### Material provided
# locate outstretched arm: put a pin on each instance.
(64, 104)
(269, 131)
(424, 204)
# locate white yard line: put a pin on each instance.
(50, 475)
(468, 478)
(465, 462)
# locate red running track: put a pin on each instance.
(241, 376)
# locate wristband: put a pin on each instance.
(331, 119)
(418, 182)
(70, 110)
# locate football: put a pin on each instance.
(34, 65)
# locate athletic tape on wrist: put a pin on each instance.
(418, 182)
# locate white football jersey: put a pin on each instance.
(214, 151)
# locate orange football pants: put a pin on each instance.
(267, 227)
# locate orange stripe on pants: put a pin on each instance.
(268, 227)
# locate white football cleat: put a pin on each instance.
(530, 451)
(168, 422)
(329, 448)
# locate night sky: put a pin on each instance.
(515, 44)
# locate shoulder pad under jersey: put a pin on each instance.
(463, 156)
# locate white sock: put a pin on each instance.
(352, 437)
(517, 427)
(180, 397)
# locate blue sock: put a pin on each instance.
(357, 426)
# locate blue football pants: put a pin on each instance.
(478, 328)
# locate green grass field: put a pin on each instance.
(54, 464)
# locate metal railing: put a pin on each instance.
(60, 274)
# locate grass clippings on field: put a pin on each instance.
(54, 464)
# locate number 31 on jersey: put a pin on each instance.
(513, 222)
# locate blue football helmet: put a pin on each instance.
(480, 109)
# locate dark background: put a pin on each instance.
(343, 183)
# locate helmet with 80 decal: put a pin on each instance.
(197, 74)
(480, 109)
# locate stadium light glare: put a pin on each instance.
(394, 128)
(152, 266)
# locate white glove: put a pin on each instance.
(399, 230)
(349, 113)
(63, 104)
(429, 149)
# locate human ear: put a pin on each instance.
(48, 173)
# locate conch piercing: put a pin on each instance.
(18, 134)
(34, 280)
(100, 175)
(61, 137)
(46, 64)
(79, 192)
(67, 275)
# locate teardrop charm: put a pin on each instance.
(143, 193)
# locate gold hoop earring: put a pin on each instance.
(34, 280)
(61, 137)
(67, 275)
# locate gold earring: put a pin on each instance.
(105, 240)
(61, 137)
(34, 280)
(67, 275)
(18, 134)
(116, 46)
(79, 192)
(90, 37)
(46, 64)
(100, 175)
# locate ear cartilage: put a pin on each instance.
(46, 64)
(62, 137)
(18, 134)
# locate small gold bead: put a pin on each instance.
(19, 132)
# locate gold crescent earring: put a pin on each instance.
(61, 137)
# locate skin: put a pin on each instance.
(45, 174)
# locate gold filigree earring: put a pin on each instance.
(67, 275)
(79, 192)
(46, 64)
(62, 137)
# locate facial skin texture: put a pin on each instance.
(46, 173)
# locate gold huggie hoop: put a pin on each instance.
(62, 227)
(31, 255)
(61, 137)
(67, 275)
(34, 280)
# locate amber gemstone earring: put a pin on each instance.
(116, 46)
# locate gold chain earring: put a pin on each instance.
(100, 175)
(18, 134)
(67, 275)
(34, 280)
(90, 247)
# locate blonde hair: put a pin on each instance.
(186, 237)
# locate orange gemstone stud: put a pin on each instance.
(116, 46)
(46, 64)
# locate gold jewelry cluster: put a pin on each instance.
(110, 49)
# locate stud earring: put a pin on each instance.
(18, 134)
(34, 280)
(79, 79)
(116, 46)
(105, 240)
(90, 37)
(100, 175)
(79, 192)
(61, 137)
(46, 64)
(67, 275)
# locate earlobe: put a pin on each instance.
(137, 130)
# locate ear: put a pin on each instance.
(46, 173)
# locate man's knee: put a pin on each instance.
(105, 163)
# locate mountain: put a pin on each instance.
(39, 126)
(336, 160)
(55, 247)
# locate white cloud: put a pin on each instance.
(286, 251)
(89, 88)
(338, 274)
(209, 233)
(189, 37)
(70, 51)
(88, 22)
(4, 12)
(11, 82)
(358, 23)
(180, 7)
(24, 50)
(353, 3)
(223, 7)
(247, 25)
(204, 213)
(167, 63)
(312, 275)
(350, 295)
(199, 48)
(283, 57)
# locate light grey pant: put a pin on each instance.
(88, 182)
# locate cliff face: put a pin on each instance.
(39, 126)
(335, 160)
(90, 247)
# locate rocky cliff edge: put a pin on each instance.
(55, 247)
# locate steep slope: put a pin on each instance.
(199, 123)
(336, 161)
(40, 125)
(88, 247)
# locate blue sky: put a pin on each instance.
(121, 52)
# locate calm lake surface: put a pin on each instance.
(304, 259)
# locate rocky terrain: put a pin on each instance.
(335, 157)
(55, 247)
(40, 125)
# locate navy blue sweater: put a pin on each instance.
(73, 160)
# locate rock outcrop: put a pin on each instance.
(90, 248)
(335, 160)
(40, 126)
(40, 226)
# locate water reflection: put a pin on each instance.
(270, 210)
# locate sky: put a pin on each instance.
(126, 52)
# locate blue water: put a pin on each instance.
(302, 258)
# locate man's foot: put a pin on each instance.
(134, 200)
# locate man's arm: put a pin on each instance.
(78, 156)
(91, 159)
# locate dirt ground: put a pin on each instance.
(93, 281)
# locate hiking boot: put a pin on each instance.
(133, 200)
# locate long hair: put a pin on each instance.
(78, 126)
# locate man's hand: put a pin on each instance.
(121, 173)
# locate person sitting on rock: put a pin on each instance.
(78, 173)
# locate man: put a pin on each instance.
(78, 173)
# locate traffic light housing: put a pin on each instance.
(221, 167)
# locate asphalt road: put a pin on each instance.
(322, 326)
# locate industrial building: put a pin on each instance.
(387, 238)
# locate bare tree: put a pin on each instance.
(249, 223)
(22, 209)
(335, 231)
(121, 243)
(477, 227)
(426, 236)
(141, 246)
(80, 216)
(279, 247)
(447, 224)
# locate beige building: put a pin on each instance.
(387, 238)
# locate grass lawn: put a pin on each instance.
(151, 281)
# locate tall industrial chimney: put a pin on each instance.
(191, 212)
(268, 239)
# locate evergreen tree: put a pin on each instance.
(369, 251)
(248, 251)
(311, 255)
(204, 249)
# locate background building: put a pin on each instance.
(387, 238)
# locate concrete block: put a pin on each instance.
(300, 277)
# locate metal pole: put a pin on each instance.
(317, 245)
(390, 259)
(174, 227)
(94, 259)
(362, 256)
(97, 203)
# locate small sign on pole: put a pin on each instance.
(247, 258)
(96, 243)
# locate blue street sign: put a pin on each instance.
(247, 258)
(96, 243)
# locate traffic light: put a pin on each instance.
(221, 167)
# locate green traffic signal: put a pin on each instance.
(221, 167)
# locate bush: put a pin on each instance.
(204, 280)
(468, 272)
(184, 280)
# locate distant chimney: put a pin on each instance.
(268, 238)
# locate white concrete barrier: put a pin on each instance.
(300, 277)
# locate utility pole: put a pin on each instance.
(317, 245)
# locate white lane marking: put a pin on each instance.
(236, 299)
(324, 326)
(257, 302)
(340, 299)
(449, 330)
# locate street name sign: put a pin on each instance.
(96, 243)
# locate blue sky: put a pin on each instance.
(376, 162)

### Task objective
Quote the entire listing above exactly.

### Exercise result
# locate outstretched arm: put a pin on each instance.
(64, 104)
(269, 131)
(424, 204)
# locate white yard line: put a pin on each instance.
(50, 475)
(468, 478)
(465, 462)
# locate red running track: put a pin on each instance.
(241, 376)
# locate wristband: put a pin on each instance.
(331, 119)
(418, 182)
(70, 110)
# locate football: put a pin on each instance.
(34, 65)
# locate athletic tape on wrist: put a pin on each instance.
(418, 182)
# locate white football jersey: put a pin on each instance.
(214, 151)
# locate orange football pants: put a pin on each instance.
(267, 227)
# locate orange stripe on pants: put a pin on each instance.
(268, 227)
# locate white football cleat: put a pin on each instance.
(530, 451)
(168, 422)
(329, 448)
# locate night sky: put a pin on each instance.
(515, 44)
# locate shoulder pad under jersey: put a pin on each instance.
(463, 156)
# locate white sock: put a pin on each instance.
(352, 437)
(517, 427)
(180, 397)
# locate blue sock: put a pin on each instance.
(357, 426)
# locate blue football pants: put a pin on each instance.
(478, 328)
# locate green grass field: put a pin on each instance.
(54, 464)
# locate metal railing: put a pin on each instance.
(60, 274)
# locate grass clippings on field: put a pin on each instance.
(54, 464)
# locate number 31 on jersey: put a pin on each instance.
(513, 222)
# locate blue football helmet: put a pin on each instance.
(480, 109)
# locate dark background: put a pin on each instance.
(343, 183)
# locate helmet with 80 decal: put a pin on each instance.
(197, 74)
(480, 109)
# locate stadium light glare: put a pin on each instance.
(394, 128)
(152, 266)
# locate white glove: put a pin on each instance.
(399, 230)
(349, 113)
(63, 104)
(429, 149)
# locate human ear: put a pin on each instance.
(48, 173)
# locate conch piercing: put a pin on each instance.
(18, 134)
(34, 280)
(100, 175)
(61, 137)
(46, 64)
(79, 192)
(67, 275)
# locate teardrop charm: put a pin on each instance.
(143, 193)
# locate gold hoop earring: put a pin on each instance.
(34, 280)
(61, 137)
(67, 275)
# locate gold earring: put a pin on each instance.
(105, 240)
(61, 137)
(34, 280)
(67, 275)
(18, 134)
(116, 46)
(79, 192)
(90, 37)
(46, 64)
(100, 175)
# locate ear cartilage: put a pin on each instance.
(46, 64)
(62, 137)
(18, 134)
# locate small gold bead: put a pin on each instance.
(19, 132)
# locate gold crescent earring: put a pin on each instance.
(61, 137)
# locate skin: put a pin on each instance.
(45, 174)
# locate gold filigree earring: put a pin on each instance.
(67, 275)
(79, 192)
(46, 64)
(62, 137)
# locate facial skin texture: put a pin on each instance.
(46, 173)
# locate gold huggie hoop: put a pin on each instance.
(62, 227)
(31, 255)
(61, 137)
(67, 275)
(34, 280)
# locate amber gemstone earring: put a pin on each instance.
(116, 46)
# locate gold chain earring: put a pin on each instance.
(100, 175)
(18, 134)
(67, 275)
(34, 280)
(90, 247)
# locate blonde hair: put a pin on each instance.
(186, 237)
# locate orange gemstone stud: put a pin on each instance.
(116, 46)
(46, 64)
# locate gold jewelry cluster: put a pin on each instance.
(110, 49)
# locate stud earring: put a pin on each instance.
(18, 134)
(34, 280)
(79, 79)
(116, 46)
(105, 240)
(90, 37)
(100, 175)
(79, 192)
(61, 137)
(46, 64)
(67, 275)
# locate earlobe: put a pin on each instance.
(137, 130)
# locate ear: put a pin on each instance.
(46, 173)
# locate man's knee: put a pin on each instance.
(105, 163)
# locate mountain: put a pin on each instance.
(39, 126)
(336, 160)
(55, 247)
# locate white cloud: put a pin on each instance.
(286, 251)
(89, 88)
(338, 274)
(209, 233)
(189, 37)
(70, 51)
(88, 22)
(4, 12)
(11, 82)
(358, 23)
(180, 7)
(24, 50)
(353, 3)
(223, 7)
(247, 25)
(204, 213)
(167, 63)
(312, 275)
(350, 295)
(199, 48)
(283, 57)
# locate light grey pant: put a pin on each instance.
(88, 182)
# locate cliff face: put a pin on each instance.
(39, 126)
(335, 160)
(90, 247)
# locate rocky cliff edge: put a pin on each instance.
(55, 247)
# locate steep slope: put a pin on each instance.
(199, 123)
(336, 161)
(40, 125)
(88, 247)
# locate blue sky: put a pin on each instance.
(121, 52)
# locate calm lake surface: put a pin on each instance.
(304, 259)
# locate rocky terrain: put a pin on each instance.
(335, 157)
(55, 247)
(40, 125)
# locate navy blue sweater: put a pin on each instance.
(73, 160)
# locate rock outcrop: put a pin on each instance.
(90, 248)
(335, 160)
(40, 126)
(40, 226)
# locate water reflection: put a pin on each instance.
(270, 210)
# locate sky: put a pin on each instance.
(126, 52)
# locate blue water: put a pin on each instance.
(302, 258)
# locate man's foot: put a pin on each instance.
(134, 200)
# locate man's arm: put a pin on each instance.
(78, 156)
(91, 159)
# locate dirt ground: put a pin on each instance.
(93, 281)
# locate hiking boot: put a pin on each instance.
(133, 200)
# locate long hair: put a pin on each instance.
(78, 126)
# locate man's hand: put a pin on each instance.
(121, 173)
# locate person sitting on rock: put a pin on each instance.
(78, 173)
# locate man: put a pin on each instance.
(78, 173)
# locate traffic light housing: put a pin on each instance.
(221, 167)
# locate asphalt road: put a pin on each instance.
(322, 326)
# locate industrial building: put a pin on each instance.
(387, 238)
# locate bare tree: put a pin on each instance.
(249, 223)
(22, 209)
(335, 231)
(121, 243)
(477, 227)
(426, 236)
(141, 246)
(80, 216)
(279, 247)
(447, 224)
# locate beige building: put a pin on each instance.
(387, 238)
# locate grass lawn: put a pin on each instance.
(151, 281)
# locate tall industrial chimney: put a pin on each instance.
(191, 212)
(268, 239)
# locate evergreen tree: put a pin on each instance.
(369, 251)
(248, 251)
(311, 255)
(204, 249)
# locate background building: put a pin on each instance.
(387, 238)
# locate concrete block: put a pin on each instance.
(300, 277)
# locate metal pole: put a pin on each instance.
(317, 245)
(390, 259)
(174, 227)
(94, 259)
(362, 256)
(97, 203)
# locate small sign on pole: put a pin on each instance.
(247, 258)
(96, 243)
# locate blue street sign: put a pin on each instance.
(247, 258)
(96, 243)
# locate traffic light: put a pin on each instance.
(221, 167)
# locate green traffic signal: put a pin on each instance.
(221, 167)
# locate bush: put a pin on each instance.
(204, 280)
(468, 272)
(184, 280)
# locate distant chimney: put a pin on each instance.
(268, 238)
# locate white concrete barrier: put a pin on each instance.
(300, 277)
# locate utility pole: put a pin on each instance.
(317, 245)
# locate white lane marking: put a pin on each instance.
(236, 299)
(324, 326)
(257, 302)
(340, 299)
(449, 330)
# locate street name sign: put a pin on each instance.
(96, 243)
# locate blue sky: put a pin on each instance.
(376, 162)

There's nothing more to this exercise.